* DATA FOR THIS TASK:

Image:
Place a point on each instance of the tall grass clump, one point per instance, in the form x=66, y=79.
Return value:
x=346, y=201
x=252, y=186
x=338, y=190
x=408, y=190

* WORK ORDER: Copy out the full listing, exactly as it stands.

* TASK SOLUTION:
Image:
Place a point on each instance of the tall grass clump, one point per instance, in the form x=66, y=79.
Return value:
x=346, y=201
x=252, y=186
x=338, y=190
x=408, y=190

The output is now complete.